Access
Publication Rights
Preferred Citation
Alternate Forms Available
Related Collections
Acquisition Information
Arrangement, Subject Description and Portrait Numbering
Note on Sources
Scope and Content of Collection
Physical Description Note
Contributing Institution:
The Bancroft Library
Title: Johan Hagemeyer Photograph Collection
Creator:
Hagemeyer, Johan
Identifier/Call Number: BANC PIC 1964.063-.064
Physical Description:
6785 photographs
(approximately 5,790 film negatives, approximately 925 photographic prints, approximately 70 glass negatives (representing
approximately 5,235 unique images)) and 1500 digital objects
: film and glass negatives
Date (inclusive): approximately 1908-1955
Abstract: The Johan Hagemeyer Photograph Collection comprises the bulk of what was the photographer's personal archive at the time of
his death in 1962. The collection contains approximately 6,785 photographic prints and negatives, and spans from his earliest
known amateur work of ca. 1908 to his later works of the mid-1950s. Portraiture predominates.
Physical Location: For current information on the location of these materials, please consult the Library's online catalog.

▶ [TASK STATEMENT] In the collection description, condense the paragraph beginning "Abstract: The Johan Hagemeyer Photograph Collection" into a short bulleted list that keeps its main facts. You can do the task without the records.

▶ [RECORD EXTRACTS]

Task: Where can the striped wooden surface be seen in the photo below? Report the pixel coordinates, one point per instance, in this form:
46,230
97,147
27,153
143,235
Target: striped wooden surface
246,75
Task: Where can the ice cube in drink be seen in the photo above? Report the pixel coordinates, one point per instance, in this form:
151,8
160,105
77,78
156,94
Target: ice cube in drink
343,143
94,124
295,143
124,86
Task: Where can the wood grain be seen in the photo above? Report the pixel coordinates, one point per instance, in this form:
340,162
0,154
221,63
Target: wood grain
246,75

▶ [ANSWER TO THE TASK]
- Holds most of the photographer's personal archive as it stood when he died in 1962
- About 6,785 photographic prints and negatives
- Covers his earliest known amateur work (ca. 1908) through his later work of the mid-1950s
- Mostly portraits